• [GIVEN PROBLEM]: Reproduce the listing below verbatim, keeping every line intact and in order.

• [RECORDED DATA]:
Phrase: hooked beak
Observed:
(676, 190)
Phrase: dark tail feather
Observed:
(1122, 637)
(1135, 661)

• [WRITTEN RESPONSE]:
Phrase: hooked beak
Observed:
(676, 190)
Phrase: dark tail feather
Observed:
(1122, 637)
(1135, 661)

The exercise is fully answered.